Continue the issue thread on the missing cross attention between the sequence embedding and the road-map embedding, starting right after its last line.

DOCUMENT SEGMENT
— START —
No Cross Attention between Seq Embedding and E_map #83

haibao-yu · 2024-09-10T15:22:41Z

Thanks for your great work! I have a question about your implementation:

In Figure 3, the embeded road map is interacted with Seq Embedding and then added to input feature. However, I find the embeded road map is directly added to input feature in your implementation. Can you check it is right implementation?

MagicDrive/magicdrive/networks/unet_addon_rawbox.py

Lines 743 to 850 in 6038a24

    
           # 0. camera 
        
           N_cam = camera_param.shape[1] 
        
           camera_emb = self._embed_camera(camera_param) 
        
           # (B, N_cam, max_len + 1, dim=768) 
        
           encoder_hidden_states_with_cam = self.add_cam_states( 
        
               encoder_hidden_states, camera_emb 
        
           ) 
        
           # we may drop the condition during training, but not drop controlnet 
        
           if (self.drop_cond_ratio > 0.0 and self.training): 
        
               if encoder_hidden_states_uncond is not None: 
        
                   encoder_hidden_states_with_cam, uncond_mask = self._random_use_uncond_cam( 
        
                       encoder_hidden_states_with_cam, encoder_hidden_states_uncond)
— END —
ROWS
— START —
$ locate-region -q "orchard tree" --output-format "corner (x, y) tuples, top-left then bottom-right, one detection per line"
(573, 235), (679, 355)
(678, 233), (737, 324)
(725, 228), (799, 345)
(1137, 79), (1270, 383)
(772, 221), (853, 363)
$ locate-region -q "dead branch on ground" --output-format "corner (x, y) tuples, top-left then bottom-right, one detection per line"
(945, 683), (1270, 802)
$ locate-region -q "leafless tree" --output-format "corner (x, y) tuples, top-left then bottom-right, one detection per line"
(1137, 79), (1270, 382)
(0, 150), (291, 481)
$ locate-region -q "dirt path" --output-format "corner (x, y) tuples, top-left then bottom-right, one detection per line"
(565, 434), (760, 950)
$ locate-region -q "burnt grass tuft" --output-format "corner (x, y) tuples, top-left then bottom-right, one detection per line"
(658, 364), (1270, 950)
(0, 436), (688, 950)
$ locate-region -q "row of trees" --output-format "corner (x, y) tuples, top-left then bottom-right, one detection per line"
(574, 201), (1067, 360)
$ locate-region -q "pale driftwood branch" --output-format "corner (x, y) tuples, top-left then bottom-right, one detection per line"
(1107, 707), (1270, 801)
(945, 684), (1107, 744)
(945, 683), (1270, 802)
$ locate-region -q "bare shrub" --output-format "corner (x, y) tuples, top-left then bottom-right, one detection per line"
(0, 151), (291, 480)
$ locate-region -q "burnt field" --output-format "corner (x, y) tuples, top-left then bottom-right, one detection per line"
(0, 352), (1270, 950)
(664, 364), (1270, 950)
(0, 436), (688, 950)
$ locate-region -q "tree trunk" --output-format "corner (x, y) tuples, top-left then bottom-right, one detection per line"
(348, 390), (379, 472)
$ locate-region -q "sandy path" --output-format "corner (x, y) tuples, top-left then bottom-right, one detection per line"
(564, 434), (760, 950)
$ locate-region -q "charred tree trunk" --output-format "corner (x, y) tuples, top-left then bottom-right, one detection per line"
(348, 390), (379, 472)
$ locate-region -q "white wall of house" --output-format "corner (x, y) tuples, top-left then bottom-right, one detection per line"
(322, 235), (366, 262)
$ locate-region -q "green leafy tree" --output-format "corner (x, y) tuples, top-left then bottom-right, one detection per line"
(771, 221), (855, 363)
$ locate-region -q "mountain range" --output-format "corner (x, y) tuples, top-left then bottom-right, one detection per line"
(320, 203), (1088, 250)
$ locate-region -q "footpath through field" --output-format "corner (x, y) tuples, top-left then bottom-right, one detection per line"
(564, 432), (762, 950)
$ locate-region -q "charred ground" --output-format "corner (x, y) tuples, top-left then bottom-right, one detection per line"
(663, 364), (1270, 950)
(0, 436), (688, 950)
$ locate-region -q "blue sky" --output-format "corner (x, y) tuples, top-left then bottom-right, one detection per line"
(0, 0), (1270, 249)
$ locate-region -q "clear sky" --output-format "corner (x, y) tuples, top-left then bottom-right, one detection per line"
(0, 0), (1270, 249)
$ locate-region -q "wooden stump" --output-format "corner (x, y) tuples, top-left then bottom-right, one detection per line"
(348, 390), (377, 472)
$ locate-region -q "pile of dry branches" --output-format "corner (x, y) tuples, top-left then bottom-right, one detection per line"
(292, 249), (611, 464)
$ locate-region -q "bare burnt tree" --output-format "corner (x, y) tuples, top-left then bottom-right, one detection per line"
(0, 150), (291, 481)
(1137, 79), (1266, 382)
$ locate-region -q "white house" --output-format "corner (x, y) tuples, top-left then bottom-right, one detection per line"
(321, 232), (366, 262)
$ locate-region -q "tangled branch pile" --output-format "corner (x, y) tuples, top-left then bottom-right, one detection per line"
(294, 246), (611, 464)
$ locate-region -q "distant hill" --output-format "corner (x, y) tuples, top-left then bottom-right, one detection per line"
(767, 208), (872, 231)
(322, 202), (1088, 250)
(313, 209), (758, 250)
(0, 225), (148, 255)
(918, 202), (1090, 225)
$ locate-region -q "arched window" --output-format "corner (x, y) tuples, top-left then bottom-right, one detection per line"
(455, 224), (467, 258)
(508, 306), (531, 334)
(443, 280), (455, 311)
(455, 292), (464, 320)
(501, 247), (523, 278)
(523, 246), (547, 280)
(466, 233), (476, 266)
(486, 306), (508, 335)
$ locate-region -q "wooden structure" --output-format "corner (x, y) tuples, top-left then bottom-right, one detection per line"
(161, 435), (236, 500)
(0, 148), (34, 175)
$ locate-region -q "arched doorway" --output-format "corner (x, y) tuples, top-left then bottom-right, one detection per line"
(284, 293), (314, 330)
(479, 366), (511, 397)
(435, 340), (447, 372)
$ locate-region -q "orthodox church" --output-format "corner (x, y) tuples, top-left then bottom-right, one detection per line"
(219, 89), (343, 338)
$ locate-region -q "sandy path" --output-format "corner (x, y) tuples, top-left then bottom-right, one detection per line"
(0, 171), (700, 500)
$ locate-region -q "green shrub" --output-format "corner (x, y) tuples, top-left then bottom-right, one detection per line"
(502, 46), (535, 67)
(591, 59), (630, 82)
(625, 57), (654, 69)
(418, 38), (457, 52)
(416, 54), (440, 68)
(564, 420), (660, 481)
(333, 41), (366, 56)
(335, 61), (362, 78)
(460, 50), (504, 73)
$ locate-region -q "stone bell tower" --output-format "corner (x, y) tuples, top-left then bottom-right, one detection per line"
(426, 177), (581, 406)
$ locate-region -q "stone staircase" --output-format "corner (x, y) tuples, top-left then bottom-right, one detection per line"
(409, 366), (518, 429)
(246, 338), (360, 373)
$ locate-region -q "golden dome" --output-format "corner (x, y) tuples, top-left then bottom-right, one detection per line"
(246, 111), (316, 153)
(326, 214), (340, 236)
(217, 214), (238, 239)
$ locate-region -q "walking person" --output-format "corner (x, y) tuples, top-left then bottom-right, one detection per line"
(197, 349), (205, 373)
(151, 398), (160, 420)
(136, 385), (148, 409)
— END —
ANSWER FOR THE TASK
               controlnet_cond = controlnet_cond.type(self.dtype) 
        
               controlnet_cond = self._random_use_uncond_map(controlnet_cond) 
        
           else: 
        
               uncond_mask = None 
        
           # 0.5. bbox embeddings 
        
           # bboxes data should follow the format of (B, N_cam or 1, max_len, ...) 
        
           # for each view 
        
           if bboxes_3d_data is not None: 
        
               bbox_embedder_kwargs = {} 
        
               for k, v in bboxes_3d_data.items(): 
        
                   bbox_embedder_kwargs[k] = v.clone() 
        
               if self.drop_cam_with_box and uncond_mask is not None: 
        
                   _, n_box = bboxes_3d_data["bboxes"].shape[:2] 
        
                   if n_box != N_cam: 
        
                       assert n_box == 1, "either N_cam or 1." 
        
                       for k in bboxes_3d_data.keys(): 
        
                           ori_v = rearrange( 
        
                               bbox_embedder_kwargs[k], 'b n ... -> (b n) ...') 
        
                           new_v = repeat(ori_v, 'b ... -> b n ...', n=N_cam)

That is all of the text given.